Several of the assumptions you make in your post, which parallel some of the decisions made by the Ri3D/BB teams, are not entirely true. While there are a certain degree of truth to them, to see what these builds did and use them as supporting logic for those assumptions is risky.

For instance, "acquire and pass" are not the same thing, nor does either equate directly to being able to score in the one point goal. There are plenty of robots with ground acquisition systems that stow the ball in such a way it is not trivial to pass using the same mechanism. Most of the Ri3D/Build Blitz teams are examples of this, as their eventual storage/launching mechanisms do not permit a clean release of the ball back to the intake mechanism. One can make similar arguments about several of your other points.

More so, you're viewing the conversation backwards. You're using the finished design as evidence of the "optimal strategy," when in reality strategy should drive design. To again use Karthik as an example, look at the priority list that the Build Blitz team he participated in came up with. Team Copioli's final product doesn't really reflect that list particularly well, as its lowest prority (high goal) is more emphasized than a few of the higher priority items (catching and receiving from the human player). Beyond that, as Karthik has repeatedly pointed out during his presentations, being able to accomplish a task is not as valuable as being able to accomplish a task well. A lot of these 3 day bots ended up being closer to machines that are "5/10" at several different functions, rather than "10/10" at only a few.

I understand the value in showing methods to complete several different game functions, rather than focusing on one or two, during a quick build project. I don't even necessarily disagree with it. But don't attempt to use that to justify their strategy decisions for a team with limited resources.

#### DATA LINES:
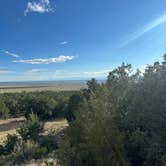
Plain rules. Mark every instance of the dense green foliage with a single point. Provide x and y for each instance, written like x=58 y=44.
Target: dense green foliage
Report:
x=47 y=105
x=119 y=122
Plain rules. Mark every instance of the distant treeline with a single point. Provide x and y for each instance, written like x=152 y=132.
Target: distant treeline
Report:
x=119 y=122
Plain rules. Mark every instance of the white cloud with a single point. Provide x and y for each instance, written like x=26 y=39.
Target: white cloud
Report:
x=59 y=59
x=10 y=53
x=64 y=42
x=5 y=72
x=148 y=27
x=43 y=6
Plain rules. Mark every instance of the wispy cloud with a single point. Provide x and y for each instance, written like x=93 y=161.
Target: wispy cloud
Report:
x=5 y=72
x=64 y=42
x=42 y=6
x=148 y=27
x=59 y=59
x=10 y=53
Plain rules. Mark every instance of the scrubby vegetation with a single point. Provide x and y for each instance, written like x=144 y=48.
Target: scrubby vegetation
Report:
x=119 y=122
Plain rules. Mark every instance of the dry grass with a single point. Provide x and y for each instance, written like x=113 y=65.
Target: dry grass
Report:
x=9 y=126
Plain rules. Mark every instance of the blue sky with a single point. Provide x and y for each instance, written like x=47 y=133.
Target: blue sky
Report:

#### WHAT TO DO:
A - Answer these questions using the post on robot design strategy.
(i) According to the post, which two abilities are not the same thing?
(ii) What does the post say should drive design?
(iii) What was the lowest priority on the Build Blitz team's list?
B - Quote the part of the post on robot design strategy that opens with the words containing "Several of the" and closes with "assumptions is risky.".

#### THE ANSWERS:
A -
(i) Acquire and pass
(ii) Strategy
(iii) The high goal

B -
Several of the assumptions you make in your post, which parallel some of the decisions made by the Ri3D/BB teams, are not entirely true. While there are a certain degree of truth to them, to see what these builds did and use them as supporting logic for those assumptions is risky.